> EXCERPTED TEXT
════════════════

Today, Prostitution in Italy lies in a limbo where individuals are allowed to offer sex services, but that activity lacks specific rules. Sex workers are now expected to use the business classification adopted by Italian authorities to get a VAT number and try to regularise their status. Indeed, recently, it has made its first direct reference to prostitution in the business classification it uses for data collection and tax purposes, the national statistics institute said, including escort services, events and the management of premises. The so-called ATECO system helps government agencies and researchers categorize activities to develop policy and analysis across the Italian business landscape.
However, nowadays, in Italy, such workers often have no access to labour rights and are unable to declare income or pay taxes, in sharp contrast with other European nations such as the Netherlands and Germany, where sex work is regulated.
While prostitution is increasing due to migration and digital technologies, effective support programs remain absent. Current data confirm that prostitution is increasingly a gendered and coercive phenomenon, disproportionately affecting women and girls. Yet, according to data from both national and international organizations, now more than ever, prostitution must be understood as a gendered phenomenon and as an activity largely resulting from coercion or coercive circumstances.

════════════════

> DATA SUPPLIED

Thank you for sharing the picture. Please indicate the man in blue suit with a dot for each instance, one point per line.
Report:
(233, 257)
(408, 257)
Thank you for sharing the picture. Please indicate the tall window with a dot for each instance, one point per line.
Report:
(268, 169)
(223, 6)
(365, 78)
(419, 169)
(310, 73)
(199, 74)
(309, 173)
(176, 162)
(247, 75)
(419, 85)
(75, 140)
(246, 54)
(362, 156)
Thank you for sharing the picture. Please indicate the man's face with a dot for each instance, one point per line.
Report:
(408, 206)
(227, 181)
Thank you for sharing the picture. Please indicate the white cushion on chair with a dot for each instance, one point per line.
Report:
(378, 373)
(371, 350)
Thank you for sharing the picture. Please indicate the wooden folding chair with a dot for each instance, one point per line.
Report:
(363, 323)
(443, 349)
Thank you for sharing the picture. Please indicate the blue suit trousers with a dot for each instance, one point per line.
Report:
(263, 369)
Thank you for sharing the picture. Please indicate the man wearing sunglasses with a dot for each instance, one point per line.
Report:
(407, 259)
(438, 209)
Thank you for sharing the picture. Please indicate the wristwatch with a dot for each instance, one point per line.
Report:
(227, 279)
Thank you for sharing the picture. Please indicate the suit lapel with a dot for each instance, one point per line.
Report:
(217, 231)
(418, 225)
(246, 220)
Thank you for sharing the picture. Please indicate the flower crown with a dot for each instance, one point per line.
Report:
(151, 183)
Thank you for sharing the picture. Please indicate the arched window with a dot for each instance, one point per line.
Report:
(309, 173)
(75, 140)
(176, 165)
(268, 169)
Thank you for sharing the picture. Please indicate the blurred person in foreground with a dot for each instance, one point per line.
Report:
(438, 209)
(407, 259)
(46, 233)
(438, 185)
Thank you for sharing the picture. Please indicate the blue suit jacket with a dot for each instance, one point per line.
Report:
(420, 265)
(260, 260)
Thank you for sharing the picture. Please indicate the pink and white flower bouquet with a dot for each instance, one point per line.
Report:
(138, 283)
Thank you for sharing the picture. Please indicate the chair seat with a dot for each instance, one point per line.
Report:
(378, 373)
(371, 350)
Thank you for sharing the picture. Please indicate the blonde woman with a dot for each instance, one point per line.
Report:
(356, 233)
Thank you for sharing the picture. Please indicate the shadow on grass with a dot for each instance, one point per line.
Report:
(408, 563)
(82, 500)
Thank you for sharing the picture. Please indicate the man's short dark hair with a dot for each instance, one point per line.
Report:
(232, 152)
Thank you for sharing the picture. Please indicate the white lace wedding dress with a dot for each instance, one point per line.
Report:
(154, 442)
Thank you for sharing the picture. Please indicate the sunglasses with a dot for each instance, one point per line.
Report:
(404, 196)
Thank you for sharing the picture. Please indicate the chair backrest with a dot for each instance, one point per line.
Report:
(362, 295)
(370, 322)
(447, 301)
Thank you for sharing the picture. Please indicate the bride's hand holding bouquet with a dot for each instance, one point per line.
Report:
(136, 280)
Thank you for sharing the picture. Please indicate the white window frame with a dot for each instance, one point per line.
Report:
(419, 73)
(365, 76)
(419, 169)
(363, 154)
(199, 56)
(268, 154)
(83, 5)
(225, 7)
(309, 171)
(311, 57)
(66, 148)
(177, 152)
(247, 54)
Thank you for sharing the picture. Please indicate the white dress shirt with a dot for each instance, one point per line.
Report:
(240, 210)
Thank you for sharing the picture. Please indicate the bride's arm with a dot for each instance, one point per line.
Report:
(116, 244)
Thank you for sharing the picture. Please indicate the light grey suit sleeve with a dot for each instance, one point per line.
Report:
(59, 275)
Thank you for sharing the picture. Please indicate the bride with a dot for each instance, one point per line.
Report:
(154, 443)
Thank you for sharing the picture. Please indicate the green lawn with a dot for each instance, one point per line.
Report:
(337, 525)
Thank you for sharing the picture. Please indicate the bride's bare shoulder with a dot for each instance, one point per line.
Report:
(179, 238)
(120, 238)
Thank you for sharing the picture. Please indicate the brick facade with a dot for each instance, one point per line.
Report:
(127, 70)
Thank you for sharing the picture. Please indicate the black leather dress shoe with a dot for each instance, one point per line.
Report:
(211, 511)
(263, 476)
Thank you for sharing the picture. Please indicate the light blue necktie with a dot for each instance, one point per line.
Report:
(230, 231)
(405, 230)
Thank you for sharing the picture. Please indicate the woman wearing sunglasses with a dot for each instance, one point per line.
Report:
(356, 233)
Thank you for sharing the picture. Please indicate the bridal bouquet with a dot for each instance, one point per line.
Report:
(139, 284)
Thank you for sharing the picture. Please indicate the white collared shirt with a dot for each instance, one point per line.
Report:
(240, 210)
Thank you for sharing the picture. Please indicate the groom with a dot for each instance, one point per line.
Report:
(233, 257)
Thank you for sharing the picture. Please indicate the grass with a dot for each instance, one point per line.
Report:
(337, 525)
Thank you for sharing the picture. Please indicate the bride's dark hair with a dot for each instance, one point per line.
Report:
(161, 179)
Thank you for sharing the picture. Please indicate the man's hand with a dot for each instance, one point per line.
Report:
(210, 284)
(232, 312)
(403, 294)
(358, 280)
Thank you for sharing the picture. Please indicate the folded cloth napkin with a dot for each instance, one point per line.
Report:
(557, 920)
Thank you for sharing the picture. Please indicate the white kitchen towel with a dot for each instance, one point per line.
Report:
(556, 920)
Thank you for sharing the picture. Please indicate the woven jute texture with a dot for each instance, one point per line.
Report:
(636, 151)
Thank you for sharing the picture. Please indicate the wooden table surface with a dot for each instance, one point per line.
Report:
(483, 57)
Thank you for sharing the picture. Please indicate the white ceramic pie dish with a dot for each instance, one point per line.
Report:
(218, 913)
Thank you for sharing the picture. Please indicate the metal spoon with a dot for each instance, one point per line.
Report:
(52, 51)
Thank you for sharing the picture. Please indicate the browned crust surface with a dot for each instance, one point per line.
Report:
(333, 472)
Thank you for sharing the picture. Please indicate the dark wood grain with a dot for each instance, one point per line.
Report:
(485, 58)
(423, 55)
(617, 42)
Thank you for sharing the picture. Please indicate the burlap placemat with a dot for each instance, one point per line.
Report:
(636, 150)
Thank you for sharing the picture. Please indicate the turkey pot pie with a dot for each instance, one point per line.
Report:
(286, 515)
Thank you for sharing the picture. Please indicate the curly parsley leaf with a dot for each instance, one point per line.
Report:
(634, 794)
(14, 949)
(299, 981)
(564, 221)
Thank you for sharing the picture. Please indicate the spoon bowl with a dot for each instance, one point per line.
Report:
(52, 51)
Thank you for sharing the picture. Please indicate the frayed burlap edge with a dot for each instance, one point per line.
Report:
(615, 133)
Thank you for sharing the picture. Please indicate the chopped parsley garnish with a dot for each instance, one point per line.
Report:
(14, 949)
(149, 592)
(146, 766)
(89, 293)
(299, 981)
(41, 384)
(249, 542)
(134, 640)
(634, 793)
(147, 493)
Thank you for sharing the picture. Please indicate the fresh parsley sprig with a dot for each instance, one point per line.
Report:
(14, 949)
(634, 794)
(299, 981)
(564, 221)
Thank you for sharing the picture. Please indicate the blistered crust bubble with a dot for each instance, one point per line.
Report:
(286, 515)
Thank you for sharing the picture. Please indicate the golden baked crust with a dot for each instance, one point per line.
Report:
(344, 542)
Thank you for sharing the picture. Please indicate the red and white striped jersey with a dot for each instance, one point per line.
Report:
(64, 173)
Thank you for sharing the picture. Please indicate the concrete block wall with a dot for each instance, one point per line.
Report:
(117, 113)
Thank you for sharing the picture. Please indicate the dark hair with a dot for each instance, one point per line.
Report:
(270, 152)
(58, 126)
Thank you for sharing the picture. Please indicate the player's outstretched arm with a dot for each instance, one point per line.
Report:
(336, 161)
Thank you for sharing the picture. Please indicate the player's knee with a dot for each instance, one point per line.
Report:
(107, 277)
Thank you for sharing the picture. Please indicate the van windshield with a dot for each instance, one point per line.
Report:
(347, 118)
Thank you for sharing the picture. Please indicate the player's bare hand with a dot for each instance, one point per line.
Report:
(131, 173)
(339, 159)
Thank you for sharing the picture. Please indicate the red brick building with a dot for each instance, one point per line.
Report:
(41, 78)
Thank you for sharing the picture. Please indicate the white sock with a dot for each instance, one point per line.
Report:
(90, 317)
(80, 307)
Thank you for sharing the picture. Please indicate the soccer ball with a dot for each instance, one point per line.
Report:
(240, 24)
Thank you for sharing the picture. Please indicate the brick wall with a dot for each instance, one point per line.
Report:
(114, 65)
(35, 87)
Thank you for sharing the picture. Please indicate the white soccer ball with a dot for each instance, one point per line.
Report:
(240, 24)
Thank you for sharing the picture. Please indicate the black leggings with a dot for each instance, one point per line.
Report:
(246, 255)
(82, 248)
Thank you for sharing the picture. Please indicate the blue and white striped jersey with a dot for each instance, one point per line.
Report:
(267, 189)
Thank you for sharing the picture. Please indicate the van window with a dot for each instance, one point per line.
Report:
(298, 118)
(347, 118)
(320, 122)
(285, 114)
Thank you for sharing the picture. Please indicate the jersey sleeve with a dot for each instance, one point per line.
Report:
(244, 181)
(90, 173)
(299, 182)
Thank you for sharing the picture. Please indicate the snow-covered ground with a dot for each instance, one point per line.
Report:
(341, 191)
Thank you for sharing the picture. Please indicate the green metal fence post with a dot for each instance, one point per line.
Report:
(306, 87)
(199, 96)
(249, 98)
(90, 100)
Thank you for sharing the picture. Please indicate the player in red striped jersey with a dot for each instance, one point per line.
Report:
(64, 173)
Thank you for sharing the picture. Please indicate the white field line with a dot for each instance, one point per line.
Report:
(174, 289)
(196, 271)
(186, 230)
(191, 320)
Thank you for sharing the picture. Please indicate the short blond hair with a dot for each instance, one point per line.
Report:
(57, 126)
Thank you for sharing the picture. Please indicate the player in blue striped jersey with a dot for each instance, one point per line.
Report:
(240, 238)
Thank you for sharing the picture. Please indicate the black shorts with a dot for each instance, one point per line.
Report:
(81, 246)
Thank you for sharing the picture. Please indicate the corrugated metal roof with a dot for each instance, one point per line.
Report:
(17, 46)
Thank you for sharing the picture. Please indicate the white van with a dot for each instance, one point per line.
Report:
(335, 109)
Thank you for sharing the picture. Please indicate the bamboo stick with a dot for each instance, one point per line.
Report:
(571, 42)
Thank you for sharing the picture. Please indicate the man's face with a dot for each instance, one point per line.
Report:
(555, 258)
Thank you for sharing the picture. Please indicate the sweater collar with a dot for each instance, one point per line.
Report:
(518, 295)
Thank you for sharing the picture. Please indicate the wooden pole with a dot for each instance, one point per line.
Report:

════════════════

> PROBLEM DETAILS
Rewrite the passage of the text on prostitution in Italy from "However, nowadays, in" up to and including "work is regulated.", replacing "income" with "earnings".

> SOLUTION TO THE PROBLEM
However, nowadays, in Italy, such workers often have no access to labour rights and are unable to declare earnings or pay taxes, in sharp contrast with other European nations such as the Netherlands and Germany, where sex work is regulated.